**Study text**

»»

As I write this, I realize you are at a disadvantage. You can’t see my facial expressions or gestures, or hear the inflections of my voice that convey so much meaning. You have only my words.
Because so much communication is non-verbal, it’s easy to understand why interactions between people and computers are so truncated. We’ve progressed from punchcards to keyboards and, thanks to apps such as Siri, to speech interfaces, but machines still strain to understand us by our words alone.
That’s why recent advances in machine emotional intelligence are so awesome. Thanks to improvements in camera technology and computer vision algorithms, computers are poised to take a big leap in their ability to understand us from our facial expressions, the ways our eyes move, our gestures, the way we talk, and even how we cock our heads.
Imagine the possibilities: A virtual psychiatrist could help diagnose depression by analyzing the emotions we display during clinical interviews; it could even quantify changes in mood as the disease progresses or as therapies kick in. Marketers could better gauge how audiences respond to their products and ads, while teachers could assess whether a lesson plan was fully engaging students. Smartphones might alter directions and advice if they perceive that we are upset or confused.
In other words, our passionless devices will come to know us through the emotions we all wear on our sleeves.
Computer vision researchers have been pursuing this goal for decades. What has changed? Camera technology is part of the answer. To understand facial expressions, it is necessary to detect often subtle variations – the tension of a cheek muscle, the cock of an eyebrow, the set of the mouth. Until recently, however, a human face looked like a big blob of pink to most web cameras. But now even ordinary smartphones are boasting high quality cameras that can capture many of the facial movements that display emotions and intentions.
Another change has been an increase in the computational power and memory that is routinely available, making it practical to run emotion-sensing algorithms of increasing complexity and sophistication. And the computer vision algorithms themselves are becoming more accurate and more efficient – and capable of working in real-time. This is in part because of the availability of large, well-annotated video databases with which to train facial expression algorithms.
Here at Carnegie Mellon University, in our Robotics Institute, Fernando De la Torre has led development of some particularly powerful facial image analysis software, called IntraFace. His team has used machine learning approaches to teach IntraFace how to identify and track facial features in a way that is generalizable to most faces. They then created a personalization algorithm that enables the software to perform expression analysis on individuals. It’s not just accurate, but efficient; the software can even run on a smartphone.
De la Torre and Jeffrey Cohn, a psychologist at the University of Pittsburgh, already have had encouraging results in detecting depression in psychiatric clinical trials. Detecting depression “in the wild” requires the ability to capture subtle facial expressions, which they are doing.
None of this is foolproof, of course. An actor might successfully fake an emotion expression. However, because fake and spontaneous expressions have different timing, algorithms that attend to timing are not so readily fooled. Facial expressions, further, are embedded within other non-verbal behavior. Cohn and his colleagues found subtle differences in vocal timing discriminated between severe and remitted depression.

««

**Supplied material**
»»

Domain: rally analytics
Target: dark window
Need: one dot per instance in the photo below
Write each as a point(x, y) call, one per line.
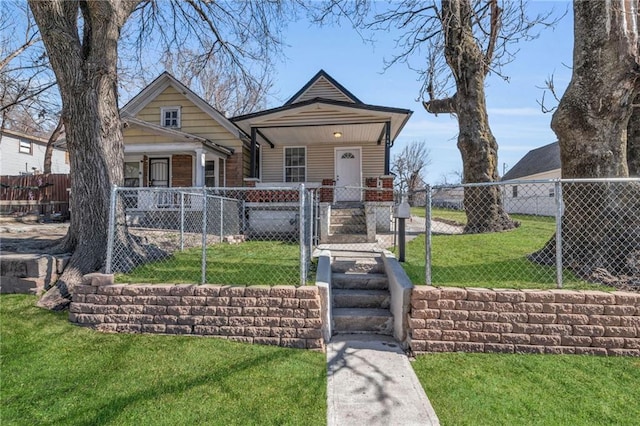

««

**Problem statement**
In the article on machine emotional intelligence, what is the facial image analysis software developed under Fernando De la Torre called?

**Result for this exercise**
IntraFace